**WORK REQUEST**
Extract the text of every record below verbatim, omitting the pictures from your answer.

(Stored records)

# # # # # # #

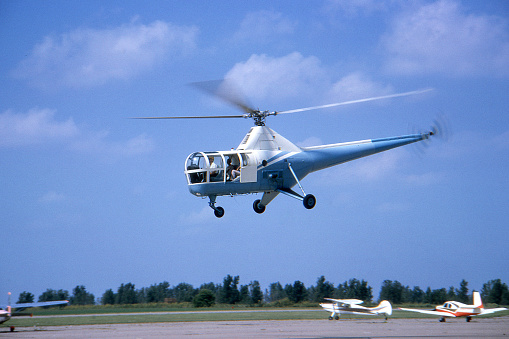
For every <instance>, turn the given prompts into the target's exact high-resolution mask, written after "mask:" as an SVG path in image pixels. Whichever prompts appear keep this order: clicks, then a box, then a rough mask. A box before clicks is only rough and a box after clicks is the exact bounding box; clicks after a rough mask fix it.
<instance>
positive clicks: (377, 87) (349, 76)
mask: <svg viewBox="0 0 509 339" xmlns="http://www.w3.org/2000/svg"><path fill="white" fill-rule="evenodd" d="M393 92H394V90H393V88H392V86H389V85H382V84H379V83H376V82H373V81H372V80H371V79H369V78H368V77H367V76H365V75H364V74H362V73H360V72H356V73H351V74H348V75H346V76H344V77H343V78H341V79H340V80H339V81H337V82H336V83H334V84H333V85H332V89H331V90H330V93H329V96H330V98H331V100H341V101H348V100H354V99H359V98H369V97H373V96H382V95H388V94H390V93H393Z"/></svg>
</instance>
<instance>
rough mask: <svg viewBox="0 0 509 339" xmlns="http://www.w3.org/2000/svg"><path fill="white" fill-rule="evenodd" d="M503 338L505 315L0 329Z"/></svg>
mask: <svg viewBox="0 0 509 339" xmlns="http://www.w3.org/2000/svg"><path fill="white" fill-rule="evenodd" d="M190 336H191V337H203V338H509V317H507V316H506V317H497V318H478V319H475V318H474V319H472V321H471V322H469V323H467V322H466V321H465V320H464V319H447V322H445V323H439V322H438V320H437V319H389V321H387V322H385V321H384V320H383V319H376V320H368V319H343V320H338V321H330V320H269V321H208V322H171V323H142V324H111V325H76V326H45V327H18V328H16V330H15V331H14V332H9V328H1V329H0V337H2V338H182V337H190Z"/></svg>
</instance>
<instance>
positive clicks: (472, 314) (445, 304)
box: [400, 291, 507, 322]
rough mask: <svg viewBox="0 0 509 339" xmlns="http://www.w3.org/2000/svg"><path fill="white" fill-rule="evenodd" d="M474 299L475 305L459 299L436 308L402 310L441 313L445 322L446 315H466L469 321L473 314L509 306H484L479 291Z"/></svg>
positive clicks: (477, 314)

# # # # # # #

**TASK OUTPUT**
For every <instance>, turn the given prompts into the target's exact high-resolution mask, written after "mask:" as an SVG path in image pixels. Whichever prompts appear keep this order: clicks, then a box, then a rough mask. A box before clicks is only rough and a box after clicks is the exact bounding box; clicks after a rough mask fix it.
<instance>
positive clicks: (377, 87) (349, 76)
mask: <svg viewBox="0 0 509 339" xmlns="http://www.w3.org/2000/svg"><path fill="white" fill-rule="evenodd" d="M393 92H394V90H393V88H392V86H389V85H382V84H379V83H376V82H373V81H372V80H371V79H369V78H368V77H367V76H365V75H364V74H362V73H360V72H356V73H351V74H348V75H346V76H344V77H343V78H341V79H340V80H339V81H337V82H336V83H334V84H333V85H332V89H331V90H330V93H329V96H330V98H331V100H341V101H348V100H354V99H359V98H369V97H373V96H382V95H388V94H390V93H393Z"/></svg>
</instance>
<instance>
rough mask: <svg viewBox="0 0 509 339" xmlns="http://www.w3.org/2000/svg"><path fill="white" fill-rule="evenodd" d="M503 338L505 315L0 329Z"/></svg>
mask: <svg viewBox="0 0 509 339" xmlns="http://www.w3.org/2000/svg"><path fill="white" fill-rule="evenodd" d="M190 336H191V337H203V338H509V317H507V316H506V317H497V318H478V319H475V318H474V319H472V321H471V322H469V323H467V322H466V321H465V320H464V319H447V322H445V323H439V322H438V320H437V319H389V321H387V322H385V321H384V320H383V319H376V320H368V319H343V320H338V321H330V320H269V321H208V322H171V323H142V324H111V325H76V326H45V327H18V328H16V330H15V331H14V332H9V328H1V329H0V337H2V338H182V337H190Z"/></svg>
</instance>
<instance>
positive clicks: (472, 314) (445, 304)
box: [400, 291, 507, 322]
rough mask: <svg viewBox="0 0 509 339" xmlns="http://www.w3.org/2000/svg"><path fill="white" fill-rule="evenodd" d="M474 299L475 305L459 299L436 308L402 310L441 313L445 322L446 315H466L469 321L473 314L509 306H484L479 291Z"/></svg>
positive clicks: (477, 314)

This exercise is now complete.